• Working data

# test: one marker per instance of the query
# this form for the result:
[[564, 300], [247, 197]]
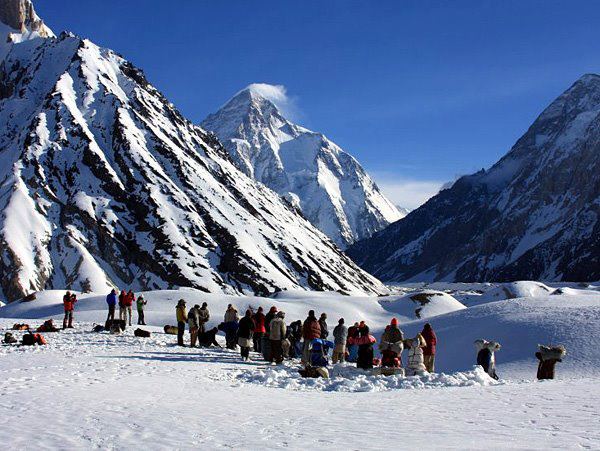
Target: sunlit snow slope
[[103, 182], [314, 174]]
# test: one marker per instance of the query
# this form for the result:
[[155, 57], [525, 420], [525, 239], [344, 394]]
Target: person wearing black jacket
[[245, 331]]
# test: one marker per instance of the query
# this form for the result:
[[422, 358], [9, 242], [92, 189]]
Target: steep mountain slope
[[103, 182], [533, 215], [327, 184]]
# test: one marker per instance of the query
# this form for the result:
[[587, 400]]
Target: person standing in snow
[[203, 318], [310, 330], [416, 365], [111, 301], [365, 342], [548, 357], [140, 304], [340, 336], [429, 350], [181, 315], [266, 342], [231, 320], [295, 338], [277, 333], [193, 324], [323, 326], [128, 306], [352, 348], [122, 314], [259, 329], [486, 356], [69, 301], [245, 331]]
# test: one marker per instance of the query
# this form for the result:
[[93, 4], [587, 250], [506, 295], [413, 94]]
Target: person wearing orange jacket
[[69, 301]]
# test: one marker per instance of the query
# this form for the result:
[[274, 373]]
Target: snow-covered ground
[[95, 390]]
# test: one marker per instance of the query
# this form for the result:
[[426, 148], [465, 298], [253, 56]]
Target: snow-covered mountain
[[316, 176], [533, 215], [103, 182]]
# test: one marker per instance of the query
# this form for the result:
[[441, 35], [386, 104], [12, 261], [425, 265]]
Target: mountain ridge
[[312, 173]]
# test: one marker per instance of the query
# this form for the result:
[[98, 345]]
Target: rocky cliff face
[[533, 215], [21, 17], [103, 182], [311, 172]]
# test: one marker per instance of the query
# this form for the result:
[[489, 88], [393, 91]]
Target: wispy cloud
[[406, 192], [279, 96]]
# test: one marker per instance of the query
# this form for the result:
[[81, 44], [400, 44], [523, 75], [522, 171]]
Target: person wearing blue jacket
[[111, 300]]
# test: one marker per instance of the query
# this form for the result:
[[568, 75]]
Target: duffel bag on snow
[[171, 330], [9, 338], [141, 333], [114, 324]]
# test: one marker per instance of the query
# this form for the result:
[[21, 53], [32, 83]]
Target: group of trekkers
[[269, 335], [125, 300]]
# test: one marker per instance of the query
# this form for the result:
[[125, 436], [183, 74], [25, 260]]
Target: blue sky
[[419, 91]]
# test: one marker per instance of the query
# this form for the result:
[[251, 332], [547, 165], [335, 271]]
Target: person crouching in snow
[[548, 356], [69, 301], [140, 304], [277, 332], [365, 342], [340, 337], [486, 357], [181, 320], [416, 365], [231, 320], [429, 351], [245, 331]]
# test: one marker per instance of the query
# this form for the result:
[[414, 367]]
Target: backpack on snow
[[9, 339], [33, 339]]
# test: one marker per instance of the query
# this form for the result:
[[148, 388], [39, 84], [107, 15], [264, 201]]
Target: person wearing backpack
[[340, 336], [69, 301], [277, 333], [111, 301], [128, 306], [310, 330], [245, 331], [203, 318], [122, 313], [259, 329], [194, 324], [429, 351], [140, 304], [181, 315]]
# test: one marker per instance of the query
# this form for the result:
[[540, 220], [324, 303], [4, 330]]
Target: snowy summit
[[105, 184], [315, 175]]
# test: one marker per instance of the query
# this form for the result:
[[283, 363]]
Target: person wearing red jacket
[[310, 330], [429, 350], [259, 329], [69, 301]]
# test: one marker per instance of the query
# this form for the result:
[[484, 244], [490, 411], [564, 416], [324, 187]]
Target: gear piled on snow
[[105, 183]]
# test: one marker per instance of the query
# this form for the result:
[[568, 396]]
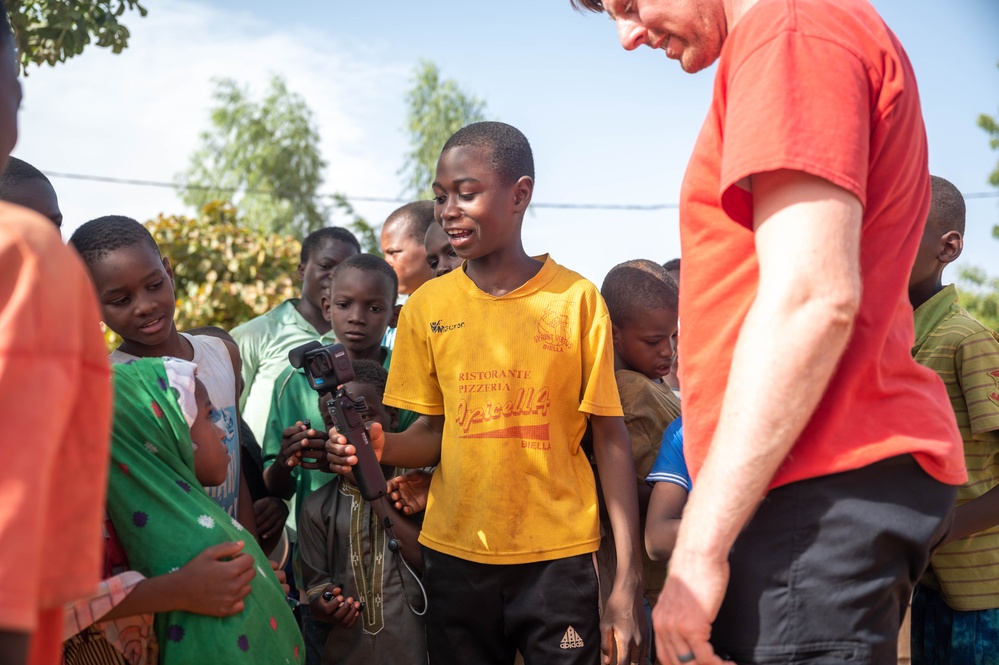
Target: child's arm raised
[[662, 522], [419, 445], [622, 626], [204, 585], [406, 531]]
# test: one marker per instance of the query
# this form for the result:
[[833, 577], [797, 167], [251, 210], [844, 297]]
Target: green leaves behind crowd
[[225, 272]]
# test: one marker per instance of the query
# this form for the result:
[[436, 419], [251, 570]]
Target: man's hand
[[623, 634], [301, 446], [339, 611], [271, 513], [342, 456], [216, 581], [410, 490], [686, 608]]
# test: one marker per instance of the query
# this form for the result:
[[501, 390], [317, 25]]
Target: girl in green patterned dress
[[164, 448]]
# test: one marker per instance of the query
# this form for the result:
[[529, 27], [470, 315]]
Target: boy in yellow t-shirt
[[506, 360]]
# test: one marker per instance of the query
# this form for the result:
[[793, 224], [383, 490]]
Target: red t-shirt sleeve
[[55, 411], [795, 102]]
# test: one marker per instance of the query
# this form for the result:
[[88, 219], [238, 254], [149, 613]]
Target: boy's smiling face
[[478, 211], [359, 307], [646, 342], [315, 272], [135, 287]]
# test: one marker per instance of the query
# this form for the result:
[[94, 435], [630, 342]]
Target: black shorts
[[824, 570], [479, 614]]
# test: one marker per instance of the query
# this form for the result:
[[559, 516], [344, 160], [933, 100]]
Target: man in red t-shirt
[[55, 418], [823, 457]]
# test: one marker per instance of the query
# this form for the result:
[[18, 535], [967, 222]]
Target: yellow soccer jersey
[[514, 376]]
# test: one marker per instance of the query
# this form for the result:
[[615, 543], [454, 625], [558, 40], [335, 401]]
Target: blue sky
[[607, 126]]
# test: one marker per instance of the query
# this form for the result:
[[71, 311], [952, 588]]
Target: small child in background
[[642, 300], [264, 341], [358, 305], [166, 445], [24, 185], [269, 512], [441, 257], [955, 606], [673, 270], [135, 288], [402, 244], [346, 555], [359, 308], [670, 483]]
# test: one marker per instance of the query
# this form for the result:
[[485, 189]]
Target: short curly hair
[[510, 152], [99, 237], [638, 284], [368, 263]]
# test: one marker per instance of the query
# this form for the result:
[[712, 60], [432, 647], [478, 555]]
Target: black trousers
[[479, 614], [824, 570]]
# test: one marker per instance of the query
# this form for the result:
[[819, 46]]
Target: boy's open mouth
[[153, 325]]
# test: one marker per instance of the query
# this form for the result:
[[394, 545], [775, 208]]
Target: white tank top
[[215, 371]]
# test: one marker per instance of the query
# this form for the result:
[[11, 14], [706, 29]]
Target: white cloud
[[138, 115]]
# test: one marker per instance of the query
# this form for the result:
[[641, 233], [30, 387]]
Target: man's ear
[[324, 304], [523, 189], [951, 246]]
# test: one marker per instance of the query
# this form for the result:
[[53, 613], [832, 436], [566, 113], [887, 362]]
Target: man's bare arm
[[794, 334]]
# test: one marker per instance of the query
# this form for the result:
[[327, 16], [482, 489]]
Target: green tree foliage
[[979, 291], [262, 156], [51, 31], [224, 273], [980, 295], [436, 109]]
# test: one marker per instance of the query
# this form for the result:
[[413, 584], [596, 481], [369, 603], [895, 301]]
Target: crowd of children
[[528, 427]]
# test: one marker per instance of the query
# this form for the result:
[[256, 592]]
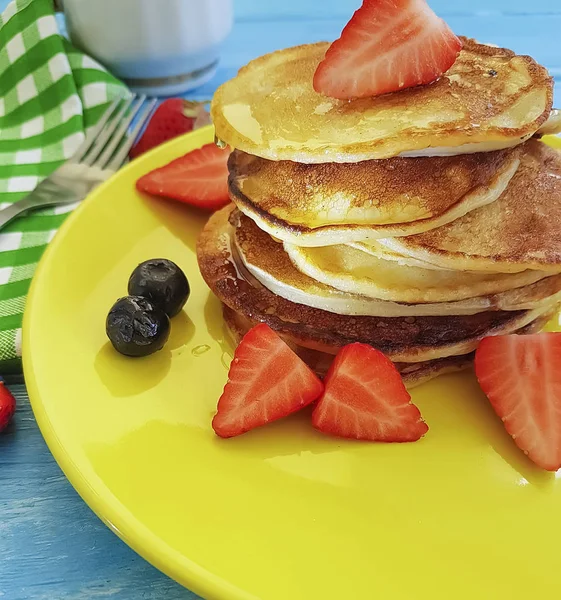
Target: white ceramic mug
[[159, 47]]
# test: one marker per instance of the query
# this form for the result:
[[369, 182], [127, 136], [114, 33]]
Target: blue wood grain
[[52, 547]]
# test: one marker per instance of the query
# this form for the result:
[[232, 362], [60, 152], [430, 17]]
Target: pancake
[[330, 203], [403, 339], [260, 257], [413, 374], [521, 230], [375, 248], [356, 272], [489, 99]]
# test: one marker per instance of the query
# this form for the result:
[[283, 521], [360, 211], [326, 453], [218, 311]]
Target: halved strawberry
[[388, 45], [174, 117], [365, 399], [521, 376], [199, 178], [266, 382]]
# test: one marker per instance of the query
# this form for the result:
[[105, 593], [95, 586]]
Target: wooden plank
[[52, 547]]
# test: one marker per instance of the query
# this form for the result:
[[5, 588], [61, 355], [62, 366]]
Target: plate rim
[[85, 481]]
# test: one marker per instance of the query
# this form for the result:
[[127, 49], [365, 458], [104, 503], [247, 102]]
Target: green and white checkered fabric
[[50, 94]]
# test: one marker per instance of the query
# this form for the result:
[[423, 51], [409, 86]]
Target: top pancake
[[521, 230], [489, 99]]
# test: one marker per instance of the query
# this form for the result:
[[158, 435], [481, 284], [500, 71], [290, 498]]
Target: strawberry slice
[[520, 375], [365, 399], [199, 178], [7, 406], [388, 45], [172, 118], [267, 381]]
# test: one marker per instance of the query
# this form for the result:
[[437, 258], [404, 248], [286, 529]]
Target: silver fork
[[103, 152]]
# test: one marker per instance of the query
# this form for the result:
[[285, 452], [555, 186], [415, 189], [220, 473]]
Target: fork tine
[[119, 135], [107, 133], [92, 136], [123, 151]]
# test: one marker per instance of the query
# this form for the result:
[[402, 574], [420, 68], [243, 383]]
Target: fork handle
[[15, 210]]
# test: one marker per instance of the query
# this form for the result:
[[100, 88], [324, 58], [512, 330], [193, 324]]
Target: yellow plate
[[283, 512]]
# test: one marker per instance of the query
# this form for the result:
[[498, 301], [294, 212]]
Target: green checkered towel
[[50, 94]]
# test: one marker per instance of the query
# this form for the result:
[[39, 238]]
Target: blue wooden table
[[52, 547]]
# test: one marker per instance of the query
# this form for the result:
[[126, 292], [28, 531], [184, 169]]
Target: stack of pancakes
[[418, 222]]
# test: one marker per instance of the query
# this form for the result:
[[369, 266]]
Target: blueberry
[[163, 283], [136, 327]]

• Your objective
Everything from the first line of the entries through the line containing "[[93, 4], [587, 250], [506, 295], [413, 94]]" is to be transcribed exactly; the pictures are not.

• Completed task
# test: one marker per instance of the query
# this form for the result:
[[564, 300], [247, 197]]
Target: sunlit snow slope
[[103, 182], [314, 174]]
# test: one marker per instance of the query
# this form for the result:
[[155, 57], [525, 420], [525, 239], [344, 394]]
Target: person wearing black jacket
[[245, 331]]
# test: one marker per instance of the query
# this form for the result:
[[422, 358], [9, 242], [92, 189]]
Target: steep mountain slope
[[103, 182], [533, 215], [327, 184]]
# test: one marker per instance of the query
# this form for the result:
[[587, 400]]
Target: person standing in snow
[[203, 318], [310, 330], [416, 365], [111, 301], [365, 342], [548, 357], [140, 304], [340, 336], [429, 350], [181, 315], [266, 342], [231, 320], [295, 338], [277, 333], [193, 324], [323, 326], [128, 306], [352, 348], [122, 314], [259, 329], [486, 356], [69, 301], [245, 331]]
# test: one marker per instance of the query
# this form for the result:
[[93, 4], [587, 250], [506, 295], [413, 94]]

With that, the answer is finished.